> [Exercise directions] Filter the records below down to every line that contains the word "black", and copy those lines. Treat case as significant.

Start of Data shown

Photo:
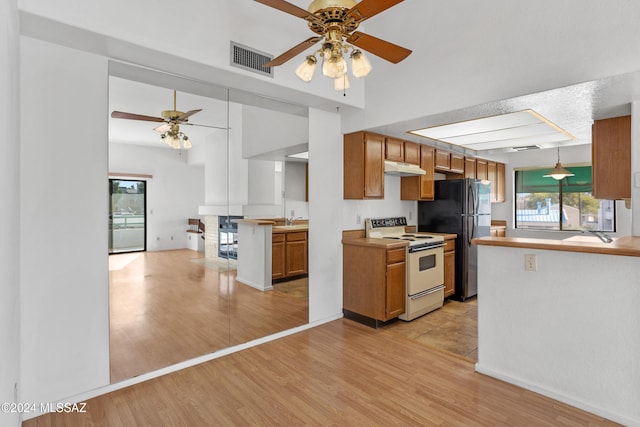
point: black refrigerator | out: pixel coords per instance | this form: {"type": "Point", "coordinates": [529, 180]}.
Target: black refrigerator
{"type": "Point", "coordinates": [463, 207]}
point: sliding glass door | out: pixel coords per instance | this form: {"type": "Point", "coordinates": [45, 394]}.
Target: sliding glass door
{"type": "Point", "coordinates": [127, 216]}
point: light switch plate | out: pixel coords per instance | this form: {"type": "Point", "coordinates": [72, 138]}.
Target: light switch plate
{"type": "Point", "coordinates": [529, 262]}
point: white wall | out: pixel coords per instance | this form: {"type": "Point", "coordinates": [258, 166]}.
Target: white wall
{"type": "Point", "coordinates": [10, 212]}
{"type": "Point", "coordinates": [568, 330]}
{"type": "Point", "coordinates": [266, 131]}
{"type": "Point", "coordinates": [173, 194]}
{"type": "Point", "coordinates": [64, 318]}
{"type": "Point", "coordinates": [576, 154]}
{"type": "Point", "coordinates": [325, 210]}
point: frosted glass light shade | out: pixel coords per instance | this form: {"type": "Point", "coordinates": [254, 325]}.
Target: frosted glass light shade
{"type": "Point", "coordinates": [558, 173]}
{"type": "Point", "coordinates": [306, 69]}
{"type": "Point", "coordinates": [341, 83]}
{"type": "Point", "coordinates": [334, 66]}
{"type": "Point", "coordinates": [360, 65]}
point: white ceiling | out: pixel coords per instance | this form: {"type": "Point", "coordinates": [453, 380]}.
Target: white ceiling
{"type": "Point", "coordinates": [457, 46]}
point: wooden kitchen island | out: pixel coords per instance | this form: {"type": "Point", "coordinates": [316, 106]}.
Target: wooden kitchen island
{"type": "Point", "coordinates": [565, 324]}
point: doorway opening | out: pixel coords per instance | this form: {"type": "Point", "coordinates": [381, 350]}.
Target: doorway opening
{"type": "Point", "coordinates": [127, 216]}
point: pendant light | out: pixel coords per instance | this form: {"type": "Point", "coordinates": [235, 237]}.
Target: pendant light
{"type": "Point", "coordinates": [558, 172]}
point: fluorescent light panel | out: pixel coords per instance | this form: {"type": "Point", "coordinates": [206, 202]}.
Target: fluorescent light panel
{"type": "Point", "coordinates": [504, 131]}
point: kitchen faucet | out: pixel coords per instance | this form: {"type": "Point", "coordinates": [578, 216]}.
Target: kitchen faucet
{"type": "Point", "coordinates": [292, 219]}
{"type": "Point", "coordinates": [601, 235]}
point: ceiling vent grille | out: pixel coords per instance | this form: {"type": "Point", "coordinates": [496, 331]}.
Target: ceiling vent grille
{"type": "Point", "coordinates": [250, 59]}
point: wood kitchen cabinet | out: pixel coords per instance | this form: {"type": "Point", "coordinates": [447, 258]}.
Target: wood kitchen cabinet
{"type": "Point", "coordinates": [611, 158]}
{"type": "Point", "coordinates": [470, 167]}
{"type": "Point", "coordinates": [289, 254]}
{"type": "Point", "coordinates": [420, 187]}
{"type": "Point", "coordinates": [456, 163]}
{"type": "Point", "coordinates": [373, 280]}
{"type": "Point", "coordinates": [449, 267]}
{"type": "Point", "coordinates": [394, 149]}
{"type": "Point", "coordinates": [481, 169]}
{"type": "Point", "coordinates": [412, 153]}
{"type": "Point", "coordinates": [442, 160]}
{"type": "Point", "coordinates": [277, 256]}
{"type": "Point", "coordinates": [364, 154]}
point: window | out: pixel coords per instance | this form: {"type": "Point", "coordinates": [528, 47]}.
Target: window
{"type": "Point", "coordinates": [544, 203]}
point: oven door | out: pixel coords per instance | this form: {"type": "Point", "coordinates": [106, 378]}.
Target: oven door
{"type": "Point", "coordinates": [425, 269]}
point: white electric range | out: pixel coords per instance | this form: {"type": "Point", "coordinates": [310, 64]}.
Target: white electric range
{"type": "Point", "coordinates": [424, 264]}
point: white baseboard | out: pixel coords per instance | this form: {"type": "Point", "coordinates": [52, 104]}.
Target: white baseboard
{"type": "Point", "coordinates": [585, 406]}
{"type": "Point", "coordinates": [82, 397]}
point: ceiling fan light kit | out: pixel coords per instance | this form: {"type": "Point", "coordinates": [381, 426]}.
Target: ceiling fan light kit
{"type": "Point", "coordinates": [336, 22]}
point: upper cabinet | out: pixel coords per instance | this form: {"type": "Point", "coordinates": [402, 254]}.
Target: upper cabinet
{"type": "Point", "coordinates": [364, 154]}
{"type": "Point", "coordinates": [412, 152]}
{"type": "Point", "coordinates": [611, 158]}
{"type": "Point", "coordinates": [394, 149]}
{"type": "Point", "coordinates": [420, 187]}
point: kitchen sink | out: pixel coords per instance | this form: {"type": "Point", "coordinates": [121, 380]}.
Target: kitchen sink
{"type": "Point", "coordinates": [586, 239]}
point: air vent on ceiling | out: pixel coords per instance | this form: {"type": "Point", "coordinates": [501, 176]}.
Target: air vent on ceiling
{"type": "Point", "coordinates": [526, 148]}
{"type": "Point", "coordinates": [250, 59]}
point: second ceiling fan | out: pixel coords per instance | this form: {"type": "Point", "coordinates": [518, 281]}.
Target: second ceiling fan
{"type": "Point", "coordinates": [336, 22]}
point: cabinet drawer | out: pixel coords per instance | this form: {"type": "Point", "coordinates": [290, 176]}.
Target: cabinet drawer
{"type": "Point", "coordinates": [293, 237]}
{"type": "Point", "coordinates": [449, 245]}
{"type": "Point", "coordinates": [395, 255]}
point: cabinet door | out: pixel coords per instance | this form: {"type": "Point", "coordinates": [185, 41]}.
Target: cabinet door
{"type": "Point", "coordinates": [469, 168]}
{"type": "Point", "coordinates": [394, 149]}
{"type": "Point", "coordinates": [395, 295]}
{"type": "Point", "coordinates": [363, 166]}
{"type": "Point", "coordinates": [611, 158]}
{"type": "Point", "coordinates": [374, 167]}
{"type": "Point", "coordinates": [443, 160]}
{"type": "Point", "coordinates": [277, 256]}
{"type": "Point", "coordinates": [427, 185]}
{"type": "Point", "coordinates": [492, 175]}
{"type": "Point", "coordinates": [481, 169]}
{"type": "Point", "coordinates": [296, 256]}
{"type": "Point", "coordinates": [449, 273]}
{"type": "Point", "coordinates": [456, 163]}
{"type": "Point", "coordinates": [412, 153]}
{"type": "Point", "coordinates": [500, 182]}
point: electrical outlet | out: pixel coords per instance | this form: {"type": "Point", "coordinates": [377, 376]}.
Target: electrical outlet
{"type": "Point", "coordinates": [529, 262]}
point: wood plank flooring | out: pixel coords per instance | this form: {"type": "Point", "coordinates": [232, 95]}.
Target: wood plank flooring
{"type": "Point", "coordinates": [167, 307]}
{"type": "Point", "coordinates": [341, 373]}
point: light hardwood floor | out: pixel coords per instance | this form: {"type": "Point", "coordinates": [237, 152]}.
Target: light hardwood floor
{"type": "Point", "coordinates": [167, 307]}
{"type": "Point", "coordinates": [342, 374]}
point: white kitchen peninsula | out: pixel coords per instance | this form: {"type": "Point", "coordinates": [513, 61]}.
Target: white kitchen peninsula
{"type": "Point", "coordinates": [570, 329]}
{"type": "Point", "coordinates": [254, 253]}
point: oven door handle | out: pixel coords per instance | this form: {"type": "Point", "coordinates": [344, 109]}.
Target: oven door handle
{"type": "Point", "coordinates": [427, 292]}
{"type": "Point", "coordinates": [426, 248]}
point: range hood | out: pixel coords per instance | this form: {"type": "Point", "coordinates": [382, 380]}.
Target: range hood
{"type": "Point", "coordinates": [402, 169]}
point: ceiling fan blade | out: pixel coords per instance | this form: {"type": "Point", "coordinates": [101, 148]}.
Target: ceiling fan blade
{"type": "Point", "coordinates": [131, 116]}
{"type": "Point", "coordinates": [288, 8]}
{"type": "Point", "coordinates": [204, 126]}
{"type": "Point", "coordinates": [165, 127]}
{"type": "Point", "coordinates": [384, 49]}
{"type": "Point", "coordinates": [188, 114]}
{"type": "Point", "coordinates": [293, 52]}
{"type": "Point", "coordinates": [368, 8]}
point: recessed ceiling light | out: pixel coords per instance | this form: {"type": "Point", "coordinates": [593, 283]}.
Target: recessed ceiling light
{"type": "Point", "coordinates": [519, 129]}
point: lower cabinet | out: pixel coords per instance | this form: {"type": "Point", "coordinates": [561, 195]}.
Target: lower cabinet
{"type": "Point", "coordinates": [289, 254]}
{"type": "Point", "coordinates": [449, 267]}
{"type": "Point", "coordinates": [374, 280]}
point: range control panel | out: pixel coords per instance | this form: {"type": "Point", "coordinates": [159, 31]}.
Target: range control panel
{"type": "Point", "coordinates": [400, 221]}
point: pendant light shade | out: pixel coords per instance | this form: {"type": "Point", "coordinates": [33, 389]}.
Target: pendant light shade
{"type": "Point", "coordinates": [558, 172]}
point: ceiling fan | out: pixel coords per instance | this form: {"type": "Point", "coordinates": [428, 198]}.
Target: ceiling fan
{"type": "Point", "coordinates": [336, 22]}
{"type": "Point", "coordinates": [170, 128]}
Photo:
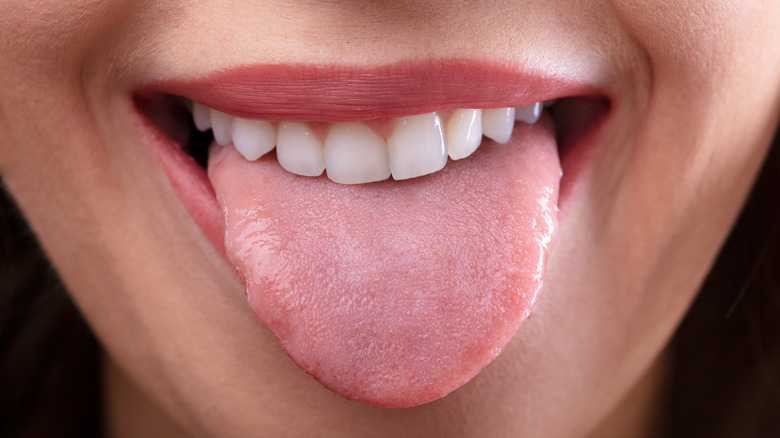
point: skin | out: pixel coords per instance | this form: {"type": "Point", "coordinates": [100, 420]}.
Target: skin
{"type": "Point", "coordinates": [697, 86]}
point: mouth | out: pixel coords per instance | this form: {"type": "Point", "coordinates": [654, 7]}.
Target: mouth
{"type": "Point", "coordinates": [391, 225]}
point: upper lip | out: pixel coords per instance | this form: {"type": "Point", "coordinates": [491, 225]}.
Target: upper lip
{"type": "Point", "coordinates": [338, 93]}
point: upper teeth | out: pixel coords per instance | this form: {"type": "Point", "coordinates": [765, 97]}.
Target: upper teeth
{"type": "Point", "coordinates": [352, 153]}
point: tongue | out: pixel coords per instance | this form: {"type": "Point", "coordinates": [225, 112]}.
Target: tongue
{"type": "Point", "coordinates": [394, 293]}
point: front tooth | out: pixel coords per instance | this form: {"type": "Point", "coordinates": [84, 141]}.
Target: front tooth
{"type": "Point", "coordinates": [298, 150]}
{"type": "Point", "coordinates": [201, 115]}
{"type": "Point", "coordinates": [354, 154]}
{"type": "Point", "coordinates": [464, 133]}
{"type": "Point", "coordinates": [498, 123]}
{"type": "Point", "coordinates": [222, 127]}
{"type": "Point", "coordinates": [417, 146]}
{"type": "Point", "coordinates": [253, 138]}
{"type": "Point", "coordinates": [529, 113]}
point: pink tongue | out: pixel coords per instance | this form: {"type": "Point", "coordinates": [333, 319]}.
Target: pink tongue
{"type": "Point", "coordinates": [394, 293]}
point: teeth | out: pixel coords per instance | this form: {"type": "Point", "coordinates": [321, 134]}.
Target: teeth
{"type": "Point", "coordinates": [498, 124]}
{"type": "Point", "coordinates": [417, 146]}
{"type": "Point", "coordinates": [253, 138]}
{"type": "Point", "coordinates": [354, 154]}
{"type": "Point", "coordinates": [222, 127]}
{"type": "Point", "coordinates": [298, 150]}
{"type": "Point", "coordinates": [529, 113]}
{"type": "Point", "coordinates": [201, 115]}
{"type": "Point", "coordinates": [464, 133]}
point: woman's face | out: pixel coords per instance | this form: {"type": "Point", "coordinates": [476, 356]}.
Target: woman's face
{"type": "Point", "coordinates": [686, 99]}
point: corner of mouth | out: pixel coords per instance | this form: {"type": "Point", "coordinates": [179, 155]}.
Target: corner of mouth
{"type": "Point", "coordinates": [329, 94]}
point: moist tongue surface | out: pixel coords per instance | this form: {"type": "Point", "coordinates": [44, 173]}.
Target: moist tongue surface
{"type": "Point", "coordinates": [394, 293]}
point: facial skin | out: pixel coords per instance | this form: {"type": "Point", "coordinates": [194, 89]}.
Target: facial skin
{"type": "Point", "coordinates": [696, 89]}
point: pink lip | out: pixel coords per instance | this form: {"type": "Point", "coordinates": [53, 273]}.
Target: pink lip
{"type": "Point", "coordinates": [346, 93]}
{"type": "Point", "coordinates": [337, 93]}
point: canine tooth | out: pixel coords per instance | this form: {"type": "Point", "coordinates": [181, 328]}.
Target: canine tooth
{"type": "Point", "coordinates": [464, 133]}
{"type": "Point", "coordinates": [298, 150]}
{"type": "Point", "coordinates": [417, 146]}
{"type": "Point", "coordinates": [222, 127]}
{"type": "Point", "coordinates": [355, 154]}
{"type": "Point", "coordinates": [530, 113]}
{"type": "Point", "coordinates": [253, 138]}
{"type": "Point", "coordinates": [498, 123]}
{"type": "Point", "coordinates": [201, 115]}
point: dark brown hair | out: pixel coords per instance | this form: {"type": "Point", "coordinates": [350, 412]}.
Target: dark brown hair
{"type": "Point", "coordinates": [726, 354]}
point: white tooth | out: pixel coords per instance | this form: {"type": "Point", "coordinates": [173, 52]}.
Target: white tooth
{"type": "Point", "coordinates": [464, 133]}
{"type": "Point", "coordinates": [529, 113]}
{"type": "Point", "coordinates": [498, 124]}
{"type": "Point", "coordinates": [253, 138]}
{"type": "Point", "coordinates": [222, 127]}
{"type": "Point", "coordinates": [417, 146]}
{"type": "Point", "coordinates": [298, 150]}
{"type": "Point", "coordinates": [201, 115]}
{"type": "Point", "coordinates": [354, 154]}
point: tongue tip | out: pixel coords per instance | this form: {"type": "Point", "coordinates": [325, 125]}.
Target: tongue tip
{"type": "Point", "coordinates": [397, 308]}
{"type": "Point", "coordinates": [393, 385]}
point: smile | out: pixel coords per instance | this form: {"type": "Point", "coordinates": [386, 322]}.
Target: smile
{"type": "Point", "coordinates": [396, 292]}
{"type": "Point", "coordinates": [354, 153]}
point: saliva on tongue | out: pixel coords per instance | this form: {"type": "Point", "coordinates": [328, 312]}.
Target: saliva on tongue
{"type": "Point", "coordinates": [394, 293]}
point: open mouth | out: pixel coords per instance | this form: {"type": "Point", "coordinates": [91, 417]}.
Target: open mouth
{"type": "Point", "coordinates": [393, 237]}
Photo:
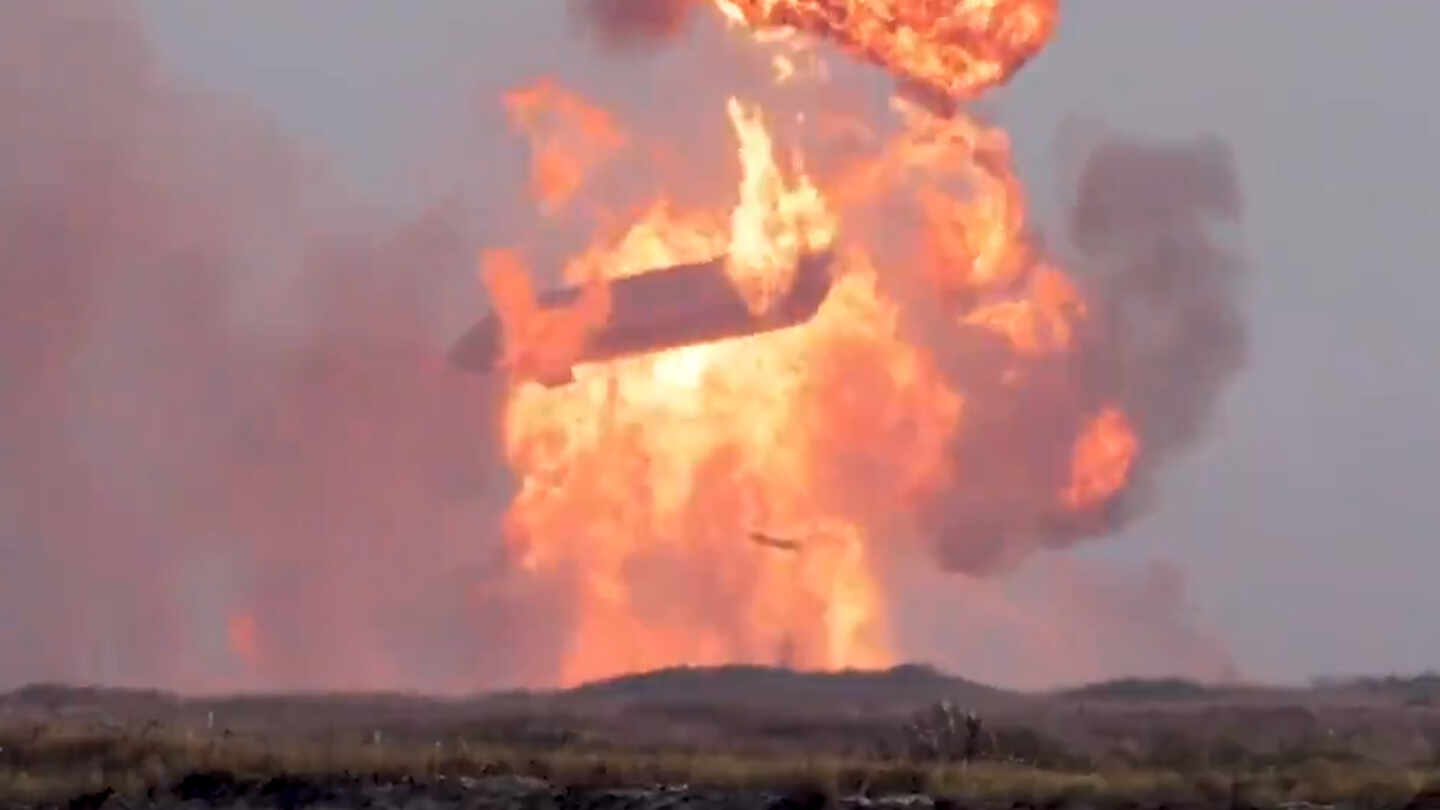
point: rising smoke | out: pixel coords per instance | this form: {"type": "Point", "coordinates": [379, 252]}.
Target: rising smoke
{"type": "Point", "coordinates": [225, 411]}
{"type": "Point", "coordinates": [222, 408]}
{"type": "Point", "coordinates": [628, 23]}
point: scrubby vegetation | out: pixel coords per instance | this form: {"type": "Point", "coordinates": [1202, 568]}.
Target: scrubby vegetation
{"type": "Point", "coordinates": [1149, 742]}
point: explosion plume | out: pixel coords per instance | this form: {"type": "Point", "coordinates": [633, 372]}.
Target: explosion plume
{"type": "Point", "coordinates": [745, 499]}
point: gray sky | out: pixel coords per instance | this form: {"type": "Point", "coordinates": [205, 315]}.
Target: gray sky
{"type": "Point", "coordinates": [1306, 521]}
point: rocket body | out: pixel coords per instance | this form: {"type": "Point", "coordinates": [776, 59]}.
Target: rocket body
{"type": "Point", "coordinates": [663, 309]}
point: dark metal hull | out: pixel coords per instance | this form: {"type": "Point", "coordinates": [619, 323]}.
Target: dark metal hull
{"type": "Point", "coordinates": [663, 309]}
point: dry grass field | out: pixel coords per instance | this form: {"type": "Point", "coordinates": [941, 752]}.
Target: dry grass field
{"type": "Point", "coordinates": [733, 737]}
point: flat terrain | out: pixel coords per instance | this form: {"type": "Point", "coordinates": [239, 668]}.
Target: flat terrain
{"type": "Point", "coordinates": [733, 737]}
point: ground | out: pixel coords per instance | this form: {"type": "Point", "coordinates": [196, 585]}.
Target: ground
{"type": "Point", "coordinates": [732, 737]}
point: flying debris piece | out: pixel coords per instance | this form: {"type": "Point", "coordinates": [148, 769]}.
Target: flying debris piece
{"type": "Point", "coordinates": [761, 538]}
{"type": "Point", "coordinates": [661, 309]}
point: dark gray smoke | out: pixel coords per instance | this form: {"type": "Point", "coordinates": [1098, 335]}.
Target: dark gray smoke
{"type": "Point", "coordinates": [628, 23]}
{"type": "Point", "coordinates": [1145, 222]}
{"type": "Point", "coordinates": [221, 404]}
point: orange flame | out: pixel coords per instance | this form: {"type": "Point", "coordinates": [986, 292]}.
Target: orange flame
{"type": "Point", "coordinates": [242, 637]}
{"type": "Point", "coordinates": [959, 46]}
{"type": "Point", "coordinates": [730, 502]}
{"type": "Point", "coordinates": [1102, 460]}
{"type": "Point", "coordinates": [570, 139]}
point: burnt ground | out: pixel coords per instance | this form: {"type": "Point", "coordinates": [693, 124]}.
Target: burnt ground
{"type": "Point", "coordinates": [733, 737]}
{"type": "Point", "coordinates": [221, 789]}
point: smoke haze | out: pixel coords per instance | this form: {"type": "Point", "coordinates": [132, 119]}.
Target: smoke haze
{"type": "Point", "coordinates": [225, 399]}
{"type": "Point", "coordinates": [234, 454]}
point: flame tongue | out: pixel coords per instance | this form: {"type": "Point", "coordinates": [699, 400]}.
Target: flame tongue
{"type": "Point", "coordinates": [958, 48]}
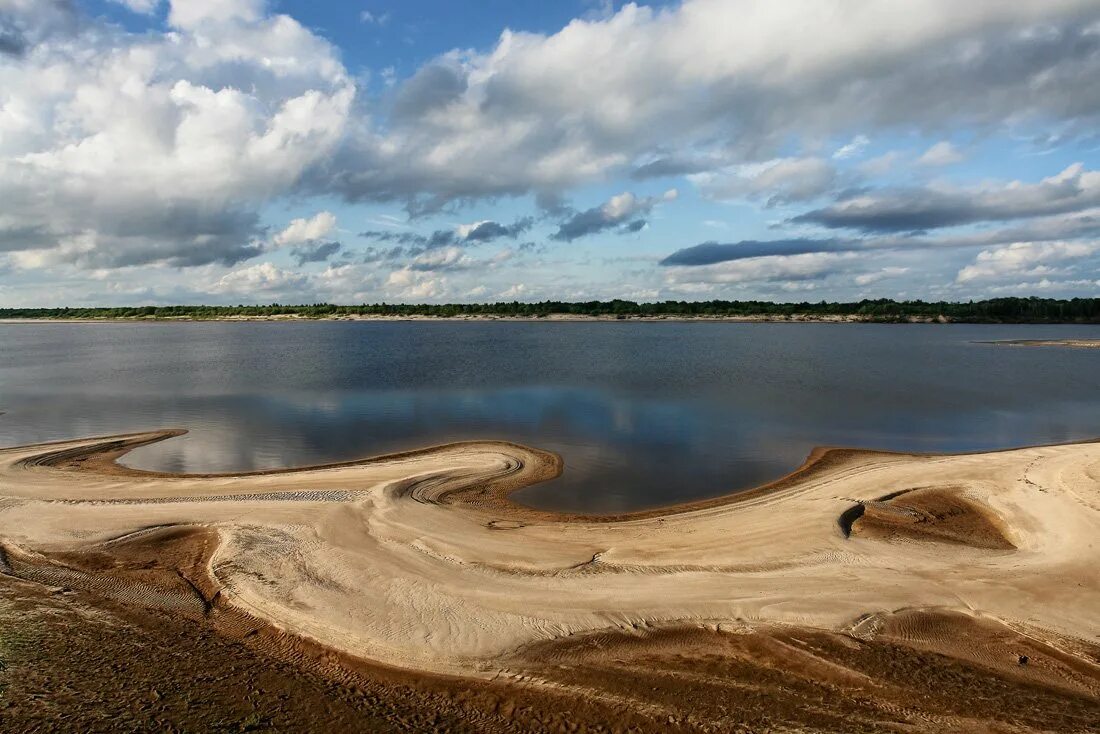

End of Data shown

> [Result]
point: black refrigerator | out: pixel coords per instance | this form: {"type": "Point", "coordinates": [529, 180]}.
Target: black refrigerator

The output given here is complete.